• **Stored data**
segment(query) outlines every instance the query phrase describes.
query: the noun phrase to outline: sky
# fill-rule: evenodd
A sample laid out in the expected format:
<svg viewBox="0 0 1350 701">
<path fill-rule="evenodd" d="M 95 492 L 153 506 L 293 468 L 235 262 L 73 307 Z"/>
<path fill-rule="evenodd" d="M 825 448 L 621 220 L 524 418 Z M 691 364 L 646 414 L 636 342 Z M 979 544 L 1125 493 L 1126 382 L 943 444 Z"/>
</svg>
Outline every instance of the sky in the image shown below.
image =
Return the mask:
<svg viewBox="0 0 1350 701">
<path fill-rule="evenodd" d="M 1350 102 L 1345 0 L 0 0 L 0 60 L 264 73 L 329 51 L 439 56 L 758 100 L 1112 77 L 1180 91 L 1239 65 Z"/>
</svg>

• **Exercise objective**
Copy, from the material, each line that holds the string "instance".

• **Answer box**
segment(query) outlines every instance the query phrase describes.
Outline every instance of the sky in the image shown below.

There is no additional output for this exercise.